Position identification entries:
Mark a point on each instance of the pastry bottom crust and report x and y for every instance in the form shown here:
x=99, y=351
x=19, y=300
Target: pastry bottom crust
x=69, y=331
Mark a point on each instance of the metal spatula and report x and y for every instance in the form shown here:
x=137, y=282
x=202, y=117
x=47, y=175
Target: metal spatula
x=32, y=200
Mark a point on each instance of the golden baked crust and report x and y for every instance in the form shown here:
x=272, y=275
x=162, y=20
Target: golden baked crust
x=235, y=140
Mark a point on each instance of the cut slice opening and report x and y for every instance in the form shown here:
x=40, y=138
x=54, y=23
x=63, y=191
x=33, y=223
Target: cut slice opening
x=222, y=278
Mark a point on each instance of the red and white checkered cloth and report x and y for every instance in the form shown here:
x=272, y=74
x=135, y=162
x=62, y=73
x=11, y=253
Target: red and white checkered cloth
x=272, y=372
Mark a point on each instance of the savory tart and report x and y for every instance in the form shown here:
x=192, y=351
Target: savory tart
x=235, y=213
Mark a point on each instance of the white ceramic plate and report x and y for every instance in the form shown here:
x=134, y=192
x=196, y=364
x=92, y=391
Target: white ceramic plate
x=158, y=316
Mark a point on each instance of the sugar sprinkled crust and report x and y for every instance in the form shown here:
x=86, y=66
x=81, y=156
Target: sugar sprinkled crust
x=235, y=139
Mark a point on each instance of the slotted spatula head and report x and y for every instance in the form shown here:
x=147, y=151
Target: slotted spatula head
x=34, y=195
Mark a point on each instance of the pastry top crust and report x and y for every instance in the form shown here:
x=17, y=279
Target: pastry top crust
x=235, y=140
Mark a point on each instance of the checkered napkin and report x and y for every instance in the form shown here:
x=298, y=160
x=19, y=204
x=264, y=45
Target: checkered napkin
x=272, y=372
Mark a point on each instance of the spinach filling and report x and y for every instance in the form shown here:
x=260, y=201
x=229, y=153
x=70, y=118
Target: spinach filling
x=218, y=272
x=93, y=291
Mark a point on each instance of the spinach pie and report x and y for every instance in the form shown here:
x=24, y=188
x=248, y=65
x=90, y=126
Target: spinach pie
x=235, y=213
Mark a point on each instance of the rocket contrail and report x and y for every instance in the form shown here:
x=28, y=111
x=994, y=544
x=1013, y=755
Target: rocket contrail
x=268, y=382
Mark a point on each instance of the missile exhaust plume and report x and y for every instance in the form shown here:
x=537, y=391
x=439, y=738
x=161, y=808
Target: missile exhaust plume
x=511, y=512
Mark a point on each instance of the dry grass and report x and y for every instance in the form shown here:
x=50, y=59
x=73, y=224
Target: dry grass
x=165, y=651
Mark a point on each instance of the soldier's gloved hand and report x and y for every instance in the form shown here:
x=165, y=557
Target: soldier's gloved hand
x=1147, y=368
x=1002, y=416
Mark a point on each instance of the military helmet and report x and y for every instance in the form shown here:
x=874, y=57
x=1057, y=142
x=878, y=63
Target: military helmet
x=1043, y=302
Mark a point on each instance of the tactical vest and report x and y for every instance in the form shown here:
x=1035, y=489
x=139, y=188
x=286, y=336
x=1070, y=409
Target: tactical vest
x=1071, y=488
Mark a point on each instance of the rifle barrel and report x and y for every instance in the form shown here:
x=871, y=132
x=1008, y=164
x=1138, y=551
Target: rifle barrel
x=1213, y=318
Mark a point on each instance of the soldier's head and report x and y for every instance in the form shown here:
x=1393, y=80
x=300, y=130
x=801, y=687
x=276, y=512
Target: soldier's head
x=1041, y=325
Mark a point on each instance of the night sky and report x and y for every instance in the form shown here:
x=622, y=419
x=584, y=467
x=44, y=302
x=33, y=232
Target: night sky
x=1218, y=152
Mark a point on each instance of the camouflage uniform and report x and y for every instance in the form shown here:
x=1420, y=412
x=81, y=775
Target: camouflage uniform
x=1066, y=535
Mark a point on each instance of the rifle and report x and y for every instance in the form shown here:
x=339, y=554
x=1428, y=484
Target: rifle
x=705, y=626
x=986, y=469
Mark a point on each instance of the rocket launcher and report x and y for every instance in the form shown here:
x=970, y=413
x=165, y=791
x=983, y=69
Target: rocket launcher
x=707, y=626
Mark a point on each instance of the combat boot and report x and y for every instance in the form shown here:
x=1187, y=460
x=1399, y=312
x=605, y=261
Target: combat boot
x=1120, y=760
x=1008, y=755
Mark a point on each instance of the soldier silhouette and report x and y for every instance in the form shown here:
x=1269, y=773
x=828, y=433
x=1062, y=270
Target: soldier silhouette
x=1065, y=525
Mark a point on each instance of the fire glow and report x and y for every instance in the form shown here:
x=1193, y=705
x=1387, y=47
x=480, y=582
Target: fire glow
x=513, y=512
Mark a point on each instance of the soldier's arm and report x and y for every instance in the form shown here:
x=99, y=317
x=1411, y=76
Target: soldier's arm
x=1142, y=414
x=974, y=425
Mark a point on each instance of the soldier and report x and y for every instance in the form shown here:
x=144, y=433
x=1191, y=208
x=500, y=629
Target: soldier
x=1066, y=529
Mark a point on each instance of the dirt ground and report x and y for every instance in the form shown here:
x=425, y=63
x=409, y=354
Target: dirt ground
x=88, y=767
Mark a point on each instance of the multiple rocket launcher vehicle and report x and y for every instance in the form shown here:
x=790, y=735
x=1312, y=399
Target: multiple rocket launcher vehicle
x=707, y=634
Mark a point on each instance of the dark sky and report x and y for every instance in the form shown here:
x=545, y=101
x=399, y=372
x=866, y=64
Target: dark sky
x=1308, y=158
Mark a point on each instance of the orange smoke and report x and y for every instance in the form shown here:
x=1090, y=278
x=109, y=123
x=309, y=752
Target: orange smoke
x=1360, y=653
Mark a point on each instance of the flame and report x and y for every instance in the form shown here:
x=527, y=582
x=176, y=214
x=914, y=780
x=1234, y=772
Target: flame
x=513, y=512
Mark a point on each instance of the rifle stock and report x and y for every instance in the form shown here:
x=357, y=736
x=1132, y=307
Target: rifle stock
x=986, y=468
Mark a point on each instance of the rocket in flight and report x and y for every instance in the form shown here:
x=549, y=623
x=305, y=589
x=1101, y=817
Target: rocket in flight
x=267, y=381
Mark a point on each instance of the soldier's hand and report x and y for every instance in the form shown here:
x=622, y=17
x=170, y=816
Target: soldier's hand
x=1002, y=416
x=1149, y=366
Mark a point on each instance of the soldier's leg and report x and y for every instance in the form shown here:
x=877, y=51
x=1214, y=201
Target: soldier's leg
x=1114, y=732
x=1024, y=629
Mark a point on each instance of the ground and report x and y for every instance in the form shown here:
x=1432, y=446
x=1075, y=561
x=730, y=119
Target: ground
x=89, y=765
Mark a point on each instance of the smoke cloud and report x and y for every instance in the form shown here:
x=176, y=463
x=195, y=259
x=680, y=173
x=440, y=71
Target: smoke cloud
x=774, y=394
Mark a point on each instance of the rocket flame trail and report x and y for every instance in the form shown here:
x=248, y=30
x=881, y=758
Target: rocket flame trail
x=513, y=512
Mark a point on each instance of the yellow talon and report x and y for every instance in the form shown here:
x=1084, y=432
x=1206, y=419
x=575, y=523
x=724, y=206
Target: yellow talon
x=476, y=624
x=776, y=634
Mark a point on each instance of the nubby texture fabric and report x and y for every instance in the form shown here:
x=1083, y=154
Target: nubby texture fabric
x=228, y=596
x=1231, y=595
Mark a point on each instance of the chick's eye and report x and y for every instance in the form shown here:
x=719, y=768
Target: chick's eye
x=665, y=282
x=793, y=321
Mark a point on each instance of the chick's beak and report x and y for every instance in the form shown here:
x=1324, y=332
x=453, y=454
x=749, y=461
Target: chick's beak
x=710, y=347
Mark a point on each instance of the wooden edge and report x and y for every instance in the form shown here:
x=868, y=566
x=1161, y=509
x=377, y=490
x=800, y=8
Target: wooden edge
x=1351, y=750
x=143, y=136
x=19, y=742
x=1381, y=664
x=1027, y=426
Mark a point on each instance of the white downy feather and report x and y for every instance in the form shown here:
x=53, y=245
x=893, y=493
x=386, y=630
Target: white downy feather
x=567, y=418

INSTRUCTIONS TO FOLLOW
Reproduce verbatim the part of the entries that opens with the line containing "Mark a point on each instance of the ground" and closes with the line containing "x=776, y=634", including both of those lines.

TASK RESPONSE
Mark a point on each instance of the ground and report x and y for every instance in the form shown here:
x=1432, y=446
x=1075, y=561
x=730, y=119
Target: ground
x=89, y=765
Mark a point on each instance of the smoke cloud and report x and y for every instance in the form shown here:
x=176, y=463
x=195, y=259
x=680, y=173
x=440, y=71
Target: smoke cloud
x=774, y=394
Mark a point on each instance of the rocket flame trail and report x and y for every instance in the form shown here:
x=248, y=30
x=881, y=758
Target: rocket flame trail
x=513, y=512
Mark a point on each instance of the yellow talon and report x and y for every instance in the form shown here:
x=1084, y=432
x=1206, y=419
x=575, y=523
x=724, y=206
Target: yellow talon
x=476, y=624
x=776, y=634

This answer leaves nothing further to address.